Make an exact copy of the records, leaving out the images.

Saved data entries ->
+ + + + + + +

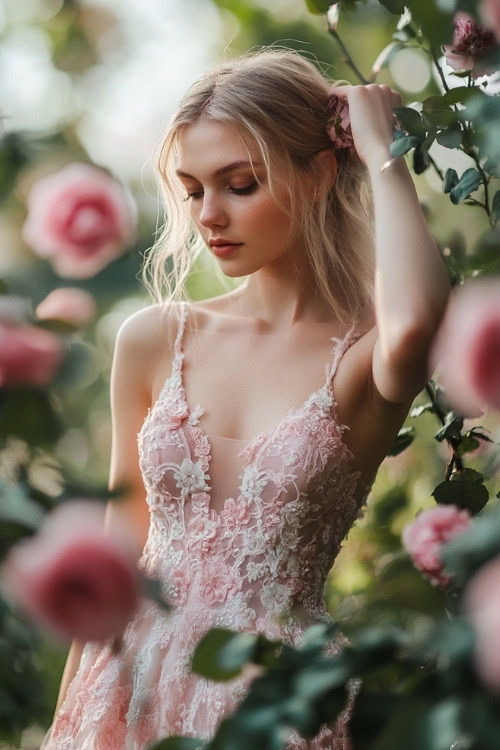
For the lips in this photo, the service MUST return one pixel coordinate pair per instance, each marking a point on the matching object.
(222, 251)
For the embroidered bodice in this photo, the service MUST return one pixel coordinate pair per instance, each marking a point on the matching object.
(254, 556)
(271, 544)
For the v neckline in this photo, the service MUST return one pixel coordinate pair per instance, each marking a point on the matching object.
(179, 358)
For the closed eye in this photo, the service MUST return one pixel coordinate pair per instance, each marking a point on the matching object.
(237, 191)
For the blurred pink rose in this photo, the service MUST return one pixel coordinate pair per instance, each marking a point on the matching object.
(466, 347)
(80, 219)
(72, 305)
(482, 606)
(489, 11)
(470, 43)
(28, 355)
(74, 577)
(424, 537)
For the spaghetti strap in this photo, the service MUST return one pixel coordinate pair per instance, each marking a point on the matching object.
(341, 345)
(178, 353)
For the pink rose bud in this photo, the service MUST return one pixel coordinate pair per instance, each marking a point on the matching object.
(489, 11)
(466, 347)
(29, 356)
(424, 538)
(482, 606)
(80, 219)
(470, 44)
(74, 578)
(75, 306)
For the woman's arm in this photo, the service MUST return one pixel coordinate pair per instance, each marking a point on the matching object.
(70, 669)
(134, 355)
(411, 282)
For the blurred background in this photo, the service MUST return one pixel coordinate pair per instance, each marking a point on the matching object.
(97, 81)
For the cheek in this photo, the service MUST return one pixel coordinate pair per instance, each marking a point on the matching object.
(264, 212)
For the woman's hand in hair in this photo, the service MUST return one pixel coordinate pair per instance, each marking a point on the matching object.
(372, 119)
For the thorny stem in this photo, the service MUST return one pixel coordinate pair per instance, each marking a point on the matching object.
(456, 460)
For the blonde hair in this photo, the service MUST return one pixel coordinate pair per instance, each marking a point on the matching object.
(280, 98)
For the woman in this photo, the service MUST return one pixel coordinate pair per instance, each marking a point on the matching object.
(257, 458)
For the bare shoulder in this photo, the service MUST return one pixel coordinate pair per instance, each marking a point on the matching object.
(355, 377)
(144, 339)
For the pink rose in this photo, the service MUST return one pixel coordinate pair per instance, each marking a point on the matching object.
(470, 44)
(80, 219)
(424, 537)
(74, 577)
(75, 306)
(29, 356)
(482, 606)
(467, 347)
(489, 11)
(339, 123)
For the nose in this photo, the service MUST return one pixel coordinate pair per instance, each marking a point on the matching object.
(212, 211)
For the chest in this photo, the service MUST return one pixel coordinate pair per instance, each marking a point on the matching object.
(247, 385)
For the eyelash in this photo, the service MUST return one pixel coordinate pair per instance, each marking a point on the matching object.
(237, 191)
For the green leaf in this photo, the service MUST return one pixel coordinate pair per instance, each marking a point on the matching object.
(420, 159)
(418, 410)
(467, 552)
(393, 6)
(411, 120)
(452, 428)
(318, 7)
(468, 444)
(207, 659)
(460, 94)
(405, 437)
(450, 180)
(468, 183)
(495, 206)
(30, 414)
(403, 145)
(435, 111)
(450, 138)
(178, 743)
(466, 493)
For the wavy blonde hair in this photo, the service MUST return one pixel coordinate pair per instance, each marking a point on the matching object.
(280, 98)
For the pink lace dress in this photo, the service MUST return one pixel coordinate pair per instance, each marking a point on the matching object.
(242, 562)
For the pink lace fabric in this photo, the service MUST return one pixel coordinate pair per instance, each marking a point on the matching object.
(256, 561)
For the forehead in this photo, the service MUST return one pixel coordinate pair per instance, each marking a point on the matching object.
(207, 145)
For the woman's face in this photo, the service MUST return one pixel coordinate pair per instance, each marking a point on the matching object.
(225, 200)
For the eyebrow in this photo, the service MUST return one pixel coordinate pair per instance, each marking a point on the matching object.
(223, 170)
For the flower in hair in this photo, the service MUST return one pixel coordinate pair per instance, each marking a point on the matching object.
(339, 124)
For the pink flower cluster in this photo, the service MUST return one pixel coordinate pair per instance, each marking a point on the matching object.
(466, 348)
(482, 607)
(29, 356)
(74, 578)
(489, 10)
(426, 535)
(80, 219)
(71, 305)
(470, 43)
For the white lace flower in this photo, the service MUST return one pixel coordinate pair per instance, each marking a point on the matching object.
(253, 482)
(255, 570)
(275, 597)
(190, 477)
(293, 567)
(255, 544)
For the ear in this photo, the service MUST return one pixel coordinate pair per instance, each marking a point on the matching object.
(330, 164)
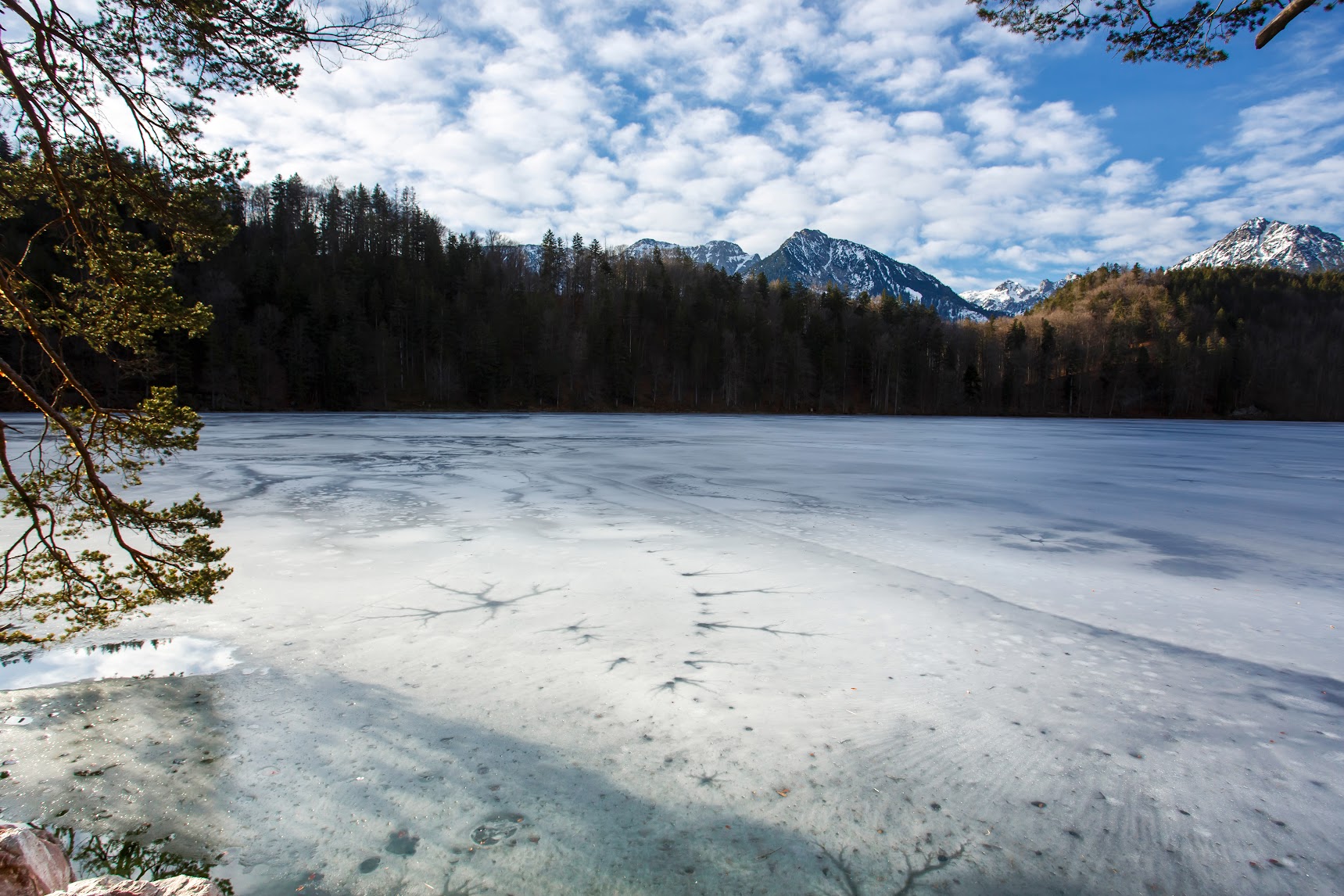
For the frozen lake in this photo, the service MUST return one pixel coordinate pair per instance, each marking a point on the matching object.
(675, 654)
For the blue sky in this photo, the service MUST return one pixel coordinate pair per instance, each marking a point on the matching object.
(901, 124)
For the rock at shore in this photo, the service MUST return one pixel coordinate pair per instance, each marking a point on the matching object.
(112, 886)
(31, 862)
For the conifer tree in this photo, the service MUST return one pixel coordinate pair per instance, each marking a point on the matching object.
(93, 230)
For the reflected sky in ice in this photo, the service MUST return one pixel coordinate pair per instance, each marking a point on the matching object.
(676, 654)
(183, 656)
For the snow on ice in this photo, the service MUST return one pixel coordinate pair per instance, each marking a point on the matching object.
(693, 654)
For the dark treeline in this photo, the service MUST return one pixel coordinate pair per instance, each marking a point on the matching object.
(359, 300)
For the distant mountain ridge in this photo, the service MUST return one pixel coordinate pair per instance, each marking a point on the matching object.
(816, 260)
(1272, 243)
(812, 258)
(722, 254)
(1011, 299)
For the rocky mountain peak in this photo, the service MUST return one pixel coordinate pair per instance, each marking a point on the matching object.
(1272, 243)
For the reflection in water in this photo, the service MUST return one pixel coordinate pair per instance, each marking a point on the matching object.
(159, 658)
(132, 858)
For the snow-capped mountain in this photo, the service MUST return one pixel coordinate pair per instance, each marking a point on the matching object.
(1011, 299)
(812, 258)
(722, 254)
(1272, 243)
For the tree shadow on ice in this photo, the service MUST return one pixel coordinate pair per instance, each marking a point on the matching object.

+ + + + + + +

Solution to the problem ->
For the lips in this photo, the service MUST return one pixel coordinate pair per instance, each marking a point on the matching object.
(222, 251)
For the embroidered bodice in this photo, the service MUST return one pixel coordinate pair per instance, each marking a point on the matching object.
(254, 556)
(271, 544)
For the v neckline in this photo, the service MUST return one pixel coordinate pair per instance, each marking a point on the matching object.
(179, 358)
For the closed eye in this photo, the service MUST return one pixel coordinate pair per instance, each marking a point on the matching object.
(237, 191)
For the blurred pink rose in this photo, the service MUST return one pixel coordinate pair per instance, each marking a point on the matching object.
(466, 347)
(80, 219)
(72, 305)
(482, 606)
(489, 11)
(470, 43)
(28, 355)
(74, 577)
(424, 537)
For the spaghetti strap in this photo, the service MUST return one pixel coordinate pair per instance, each marking a point on the matching object.
(341, 345)
(178, 353)
For the pink rose bud in this photo, the service MUST return one pixel coordinate pair per instance, each marking a point on the matching object.
(489, 11)
(466, 347)
(29, 356)
(424, 538)
(482, 606)
(80, 219)
(470, 44)
(74, 578)
(75, 306)
For the woman's arm in this photo, the service MUST return one pixel coordinate pair per instance, each marking a point on the matching object.
(70, 669)
(134, 355)
(411, 282)
For the blurred background in this photo, the service MUST return one pixel coordinate pair per instance, each marking a point on the matching object.
(97, 81)
For the cheek in this photo, the service MUST return one pixel coordinate pair per instance, each marking a point on the matching object.
(264, 212)
For the woman's hand in hair in this photo, the service MUST return one pixel coordinate pair per instance, each marking a point on the matching object.
(372, 119)
For the thorny stem in this photo, the service MUST return one pixel coordinate pair per instance, each marking a point on the matching object.
(456, 460)
For the blonde hair in this photo, the service MUST return one pixel coordinate pair per instance, each marking a point on the matching object.
(280, 98)
For the woman in this photo, the service MUST return one pixel coordinate pair per instance, each marking a point on the matching object.
(257, 458)
For the bare shoulder in this photo, the service MUST return one pixel coordinate pair per instance, each marking a point on the matching object.
(355, 377)
(144, 339)
For the pink rose in this photo, the service MUST return one pixel coordinate pair per instance, each marking a point on the matching object.
(470, 44)
(80, 219)
(424, 537)
(74, 577)
(75, 306)
(29, 356)
(482, 606)
(467, 347)
(489, 11)
(339, 123)
For the nose in this photo, the service MUST return one pixel coordinate pair per instance, each marking a point on the matching object.
(212, 211)
For the chest in this photo, the service MUST return one pixel coordinate pair per instance, each marking a point on the matching object.
(247, 385)
For the eyelash in this photo, the service MUST return one pixel coordinate pair per instance, each marking a point on the matching object.
(237, 191)
For the green leaf in this photo, the service MUST return one pixel coordinate pair per instance, each marking a point on the matching object.
(420, 159)
(418, 410)
(467, 552)
(393, 6)
(411, 120)
(452, 428)
(318, 7)
(468, 444)
(207, 659)
(460, 94)
(405, 437)
(450, 180)
(468, 183)
(495, 206)
(30, 414)
(403, 145)
(435, 111)
(450, 138)
(178, 743)
(466, 493)
For the wavy blonde hair in this photo, the service MUST return one pixel coordinate pair per instance, each marking a point on the matching object.
(280, 98)
For the pink lace dress in this photo, the service MUST return one pixel coordinate pair per instance, each marking a point on the matching object.
(242, 562)
For the pink lace fabric in this photo, the service MUST return one pixel coordinate pair per instance, each marking a point on the matching object.
(256, 561)
For the forehead in this photo, the service MUST return one pixel coordinate pair per instance, each marking a point on the matching object.
(207, 145)
For the woman's face in this photo, the service MUST return one pixel coordinate pair per instance, each marking a point on the matching object.
(225, 200)
For the eyebrow in this photo, the service MUST return one pixel coordinate pair per instance, each marking a point on the matching object.
(223, 170)
For the flower in hair in this photo, the service MUST return one pixel coordinate pair per instance, each marking a point on the matching object.
(339, 124)
For the pink flower cluster in this photo, the service MUST return one pixel coordinate pair per instance, each marking a point on the matching object.
(466, 348)
(482, 607)
(29, 356)
(74, 578)
(489, 10)
(426, 535)
(80, 219)
(71, 305)
(470, 43)
For the white lace flower in this photo, the service MUST return one pixel coordinate pair per instance, each marking a point on the matching object.
(253, 482)
(255, 570)
(275, 597)
(190, 477)
(293, 567)
(255, 544)
For the ear in this photo, the service MUST return one pixel coordinate pair per instance, each marking a point on the matching object.
(330, 164)
For the frozen lake in this photo, the service MUST return one pixel coordinate pair per instance, each marking a point on the matching object.
(675, 654)
For the blue sky in this photo, the service MUST return one pixel coordinate pair per instance, each marking a point on the matching object.
(901, 124)
For the rock at shore in this photo, the service MUST return one pixel coordinate pair per instance, each marking a point on the matching object.
(112, 886)
(31, 862)
For the conifer tree in this photo, the service MUST return one pixel coordinate pair per instance, each marking a point on the matching object.
(93, 230)
For the reflected sky in ice in this photo, the service MUST return one pixel coordinate pair per instance, each marking a point on the matching object.
(676, 654)
(183, 656)
For the snow on ice in this photo, the service MUST return one pixel coordinate pair per instance, each marking a point on the matching object.
(693, 654)
For the dark treeline in this photo, the service MUST return one pixel coordinate pair per instance, each marking a point on the matching object.
(359, 300)
For the distant mountain ridge in this photo, the service MUST return one pixel coordinate pair per instance, each marking a point on the matching object.
(816, 260)
(1272, 243)
(812, 258)
(722, 254)
(1011, 299)
For the rocky mountain peak in this photo, the service MUST return one pixel coordinate pair per instance, each marking a point on the matching object.
(1272, 243)
For the reflection in water in this photo, the service MUST return one pixel coordinate pair per instance, each marking a point on the matching object.
(159, 658)
(132, 858)
For the snow-capped mountain in this photo, the service MUST return one pixel coordinate pair per instance, each marking a point on the matching object.
(1011, 299)
(812, 258)
(722, 254)
(1272, 243)
For the tree shadow on ice in this photo, the service MUST return one pixel coordinate pair per instance, each marking a point on the matching object.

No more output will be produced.